Data to use →
#####
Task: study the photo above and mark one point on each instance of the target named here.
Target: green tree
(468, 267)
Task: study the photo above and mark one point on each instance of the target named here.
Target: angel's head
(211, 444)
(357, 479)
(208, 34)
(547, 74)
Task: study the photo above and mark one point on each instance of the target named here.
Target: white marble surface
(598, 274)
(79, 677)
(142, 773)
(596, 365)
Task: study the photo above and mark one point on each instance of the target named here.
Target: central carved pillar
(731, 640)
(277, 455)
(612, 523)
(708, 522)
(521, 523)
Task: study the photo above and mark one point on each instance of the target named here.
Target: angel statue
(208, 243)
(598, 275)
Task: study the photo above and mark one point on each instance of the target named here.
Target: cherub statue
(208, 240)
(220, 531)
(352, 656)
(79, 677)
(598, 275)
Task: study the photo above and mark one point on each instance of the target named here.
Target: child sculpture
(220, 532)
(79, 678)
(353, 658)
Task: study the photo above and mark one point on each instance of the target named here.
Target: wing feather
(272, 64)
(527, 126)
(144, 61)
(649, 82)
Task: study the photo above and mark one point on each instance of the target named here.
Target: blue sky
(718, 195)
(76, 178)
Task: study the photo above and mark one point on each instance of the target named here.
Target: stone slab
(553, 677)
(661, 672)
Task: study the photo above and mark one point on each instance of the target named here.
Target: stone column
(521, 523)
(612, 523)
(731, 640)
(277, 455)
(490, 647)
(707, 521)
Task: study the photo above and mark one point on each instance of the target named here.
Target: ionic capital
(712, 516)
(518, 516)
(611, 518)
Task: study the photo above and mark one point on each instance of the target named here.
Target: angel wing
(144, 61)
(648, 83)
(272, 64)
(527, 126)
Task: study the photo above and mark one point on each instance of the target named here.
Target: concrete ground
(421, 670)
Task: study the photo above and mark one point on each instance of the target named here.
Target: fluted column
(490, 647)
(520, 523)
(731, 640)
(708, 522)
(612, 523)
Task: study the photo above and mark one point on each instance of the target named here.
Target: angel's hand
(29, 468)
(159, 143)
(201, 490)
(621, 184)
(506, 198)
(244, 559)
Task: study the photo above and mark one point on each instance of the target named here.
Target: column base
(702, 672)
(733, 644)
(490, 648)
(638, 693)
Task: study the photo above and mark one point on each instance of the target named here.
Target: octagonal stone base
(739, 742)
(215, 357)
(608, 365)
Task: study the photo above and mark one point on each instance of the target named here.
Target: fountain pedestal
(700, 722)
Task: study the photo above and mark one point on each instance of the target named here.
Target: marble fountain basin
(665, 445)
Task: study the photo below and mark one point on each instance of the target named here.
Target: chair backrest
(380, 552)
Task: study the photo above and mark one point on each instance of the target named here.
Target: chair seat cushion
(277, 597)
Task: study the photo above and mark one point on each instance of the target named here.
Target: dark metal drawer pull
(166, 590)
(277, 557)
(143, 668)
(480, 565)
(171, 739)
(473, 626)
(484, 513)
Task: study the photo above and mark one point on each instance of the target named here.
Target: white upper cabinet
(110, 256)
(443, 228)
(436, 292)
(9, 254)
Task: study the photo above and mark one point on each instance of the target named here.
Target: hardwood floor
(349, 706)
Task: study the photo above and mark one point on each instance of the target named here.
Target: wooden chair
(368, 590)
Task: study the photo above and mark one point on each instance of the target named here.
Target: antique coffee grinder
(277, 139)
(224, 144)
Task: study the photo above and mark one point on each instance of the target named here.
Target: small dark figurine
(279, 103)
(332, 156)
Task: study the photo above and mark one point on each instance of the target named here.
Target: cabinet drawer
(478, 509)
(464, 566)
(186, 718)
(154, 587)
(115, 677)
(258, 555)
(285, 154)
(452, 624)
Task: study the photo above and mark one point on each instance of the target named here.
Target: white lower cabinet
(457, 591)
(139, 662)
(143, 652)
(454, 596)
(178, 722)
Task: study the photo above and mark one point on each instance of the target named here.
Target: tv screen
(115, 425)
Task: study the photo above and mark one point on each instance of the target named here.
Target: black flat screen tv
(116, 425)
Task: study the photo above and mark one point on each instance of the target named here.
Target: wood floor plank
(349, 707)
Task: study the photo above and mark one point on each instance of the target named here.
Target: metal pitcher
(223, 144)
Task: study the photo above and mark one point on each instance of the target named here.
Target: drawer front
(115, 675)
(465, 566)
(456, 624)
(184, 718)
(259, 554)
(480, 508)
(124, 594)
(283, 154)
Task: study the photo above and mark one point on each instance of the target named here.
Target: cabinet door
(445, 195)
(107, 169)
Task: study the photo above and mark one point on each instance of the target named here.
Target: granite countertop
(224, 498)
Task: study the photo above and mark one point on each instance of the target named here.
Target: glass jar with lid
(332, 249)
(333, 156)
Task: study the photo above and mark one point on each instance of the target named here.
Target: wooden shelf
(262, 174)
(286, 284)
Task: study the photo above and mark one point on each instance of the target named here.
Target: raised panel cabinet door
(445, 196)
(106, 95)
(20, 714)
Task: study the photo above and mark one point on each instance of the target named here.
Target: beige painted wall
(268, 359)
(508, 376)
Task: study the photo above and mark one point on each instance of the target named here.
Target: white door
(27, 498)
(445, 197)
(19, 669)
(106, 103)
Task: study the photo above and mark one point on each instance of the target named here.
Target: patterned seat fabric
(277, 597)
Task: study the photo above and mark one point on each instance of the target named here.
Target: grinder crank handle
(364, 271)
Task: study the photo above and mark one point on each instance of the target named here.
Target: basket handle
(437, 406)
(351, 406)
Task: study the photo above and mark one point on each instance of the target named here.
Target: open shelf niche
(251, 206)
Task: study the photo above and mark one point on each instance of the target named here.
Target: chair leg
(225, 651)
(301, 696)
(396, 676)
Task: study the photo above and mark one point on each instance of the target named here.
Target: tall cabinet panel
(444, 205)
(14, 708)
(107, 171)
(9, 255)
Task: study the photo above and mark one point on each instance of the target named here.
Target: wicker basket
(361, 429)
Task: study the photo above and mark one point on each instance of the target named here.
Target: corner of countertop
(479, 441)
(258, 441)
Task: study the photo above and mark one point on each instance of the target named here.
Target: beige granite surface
#####
Task → For this exercise, give the entries above again with no difference at all.

Problem solution →
Task: study the photo above and mark one point on each instance of the target named here.
Target: green tree
(468, 267)
Task: study the photo above and mark one point on each instance of the target named here.
Target: angel's head
(211, 444)
(357, 479)
(208, 34)
(547, 74)
Task: study the photo above and mark one point on each instance of the target named here.
Target: white marble surface
(598, 274)
(79, 677)
(142, 773)
(596, 365)
Task: study the photo above and mark one point on each instance of the target named here.
Target: central carved pillar
(731, 640)
(277, 455)
(612, 523)
(708, 522)
(521, 523)
Task: study the photo above and mark one point on each instance of the target named here.
Target: angel statue
(208, 243)
(598, 275)
Task: study the photo above and mark one point on each instance of the target named here.
Target: cherub statue
(208, 240)
(220, 531)
(352, 656)
(79, 677)
(598, 275)
Task: study the photo above and mark one point on each instance of the target named here.
Target: child sculpture
(220, 532)
(79, 678)
(353, 658)
Task: study the photo above and mark one point on each instance of the target named here.
Target: wing feather
(272, 64)
(527, 126)
(144, 61)
(649, 82)
Task: study the photo above and mark one point on each instance of the target named here.
Target: blue sky
(718, 195)
(76, 178)
Task: study the photo above and mark one point on each instance of the target named here.
Target: stone slab
(553, 677)
(661, 672)
Task: study the photo above and mark one point on each instance of the target named here.
Target: stone column
(521, 523)
(612, 523)
(731, 640)
(277, 455)
(490, 647)
(707, 521)
Task: study the photo above and mark one point on each instance of the target named here.
Target: ionic capital
(712, 516)
(518, 516)
(611, 518)
Task: study the photo above and mark one point on each instance of the target named here.
Target: angel wing
(144, 61)
(648, 83)
(272, 64)
(527, 126)
Task: study the photo above and mark one point on each instance of the target named here.
Target: concrete ground
(421, 670)
Task: study the photo above and mark one point on each instance of the target named here.
Target: fluted column
(490, 647)
(520, 523)
(731, 640)
(708, 522)
(612, 523)
Task: study the photo above and mark one point on each instance of the target named here.
Target: angel's hand
(29, 468)
(159, 143)
(201, 490)
(621, 184)
(506, 198)
(244, 559)
Task: study the photo above and mark one point on each instance of the target named here.
Target: column base
(702, 672)
(733, 644)
(490, 648)
(638, 693)
Task: study the photo above and mark one point on each instance of the target named here.
Target: octagonal stone base
(739, 742)
(215, 357)
(608, 365)
Task: study the photo above and mark one point on each instance of the target named here.
Target: fountain pedestal
(700, 722)
Task: study the photo above and mark one point on each instance of the target named here.
Target: marble fountain basin
(665, 445)
Task: study the photo below and mark one point on each instance of the target named here.
Target: chair backrest
(380, 552)
Task: study the photo above and mark one point on each instance of the target named here.
Target: chair seat cushion
(277, 597)
Task: study the photo above and mark one point on each instance of the target named here.
Target: dark metal drawer pull
(166, 590)
(277, 557)
(143, 668)
(480, 565)
(171, 739)
(473, 626)
(484, 513)
Task: study the photo above and mark one point on each instance of the target named here.
Target: white upper cabinet
(110, 256)
(443, 228)
(436, 292)
(9, 254)
Task: study the photo above and mark one point on each instance of the target named here.
Target: hardwood floor
(349, 706)
Task: study the photo above and mark one point on each instance of the target named here.
Target: wooden chair
(368, 590)
Task: study the photo above and mark one point on each instance of the target named here.
Target: antique coffee grinder
(277, 139)
(224, 144)
Task: study the photo above and mark one point on each instance of the target named here.
Target: small dark figurine
(279, 103)
(332, 156)
Task: study the photo above and mark one point on each instance of the target named here.
Target: cabinet drawer
(478, 509)
(464, 566)
(186, 718)
(154, 587)
(115, 677)
(258, 555)
(285, 154)
(452, 624)
Task: study the photo above and mark one point on each instance of the target named here.
Target: white lower cabinet
(457, 591)
(139, 662)
(143, 652)
(454, 596)
(178, 722)
Task: study the photo above and mark one point on each instance of the target named here.
Target: tv screen
(115, 425)
Task: study the photo above and mark one point on each instance of the target named here.
Target: black flat screen tv
(116, 425)
Task: study the photo above and mark one point on each instance of the target named here.
Target: wood floor plank
(349, 707)
Task: study the photo above and mark one point on each instance of the target named here.
Target: metal pitcher
(223, 144)
Task: study the photo above and mark one point on each instance of the target named here.
Target: drawer front
(115, 675)
(465, 566)
(456, 624)
(184, 718)
(259, 554)
(480, 508)
(124, 594)
(283, 154)
Task: study the photo above and mark one point on each instance of the target named here.
Target: cabinet door
(445, 195)
(107, 169)
Task: study the photo above and mark one point on each instance of the target named here.
Target: granite countertop
(224, 498)
Task: study the photo above and mark one point on each instance of the target named here.
Target: glass jar with lid
(332, 249)
(333, 156)
Task: study the photo above and mark one point on each instance of the target named here.
Target: wooden shelf
(262, 174)
(286, 284)
Task: study the photo above and mark one point on each instance of the target named here.
Target: raised panel cabinet door
(445, 196)
(106, 95)
(20, 714)
Task: study the photo above and mark one point on each instance of the target named here.
Target: beige painted wall
(268, 359)
(508, 376)
Task: study the photo above and mark one point on each instance of the target named here.
Target: white door
(27, 498)
(445, 197)
(19, 669)
(106, 103)
Task: study the photo above and mark one point on each instance of the target named here.
Target: patterned seat fabric
(277, 597)
Task: study the photo above and mark one point on each instance of the target named here.
Target: grinder crank handle
(364, 271)
Task: study the photo above and mark one point on each instance of the target named here.
Target: basket handle
(437, 406)
(351, 406)
Task: study the photo above and mark one point on each instance of the target named here.
Target: open shelf niche
(251, 206)
Task: study the photo above and mark one point on each instance of the target named here.
Target: chair leg
(225, 651)
(301, 696)
(396, 676)
Task: study the photo above and mark one point on each instance of the target named here.
Target: tall cabinet panel
(444, 205)
(14, 708)
(107, 171)
(9, 255)
Task: study the photo above and mark one point on each instance of the target named here.
Target: wicker basket
(361, 429)
Task: study the photo above and mark one point on each instance of the target named here.
Target: corner of countertop
(479, 441)
(258, 441)
Task: study the photo above and mark one point on each instance of the target named here.
Target: beige granite surface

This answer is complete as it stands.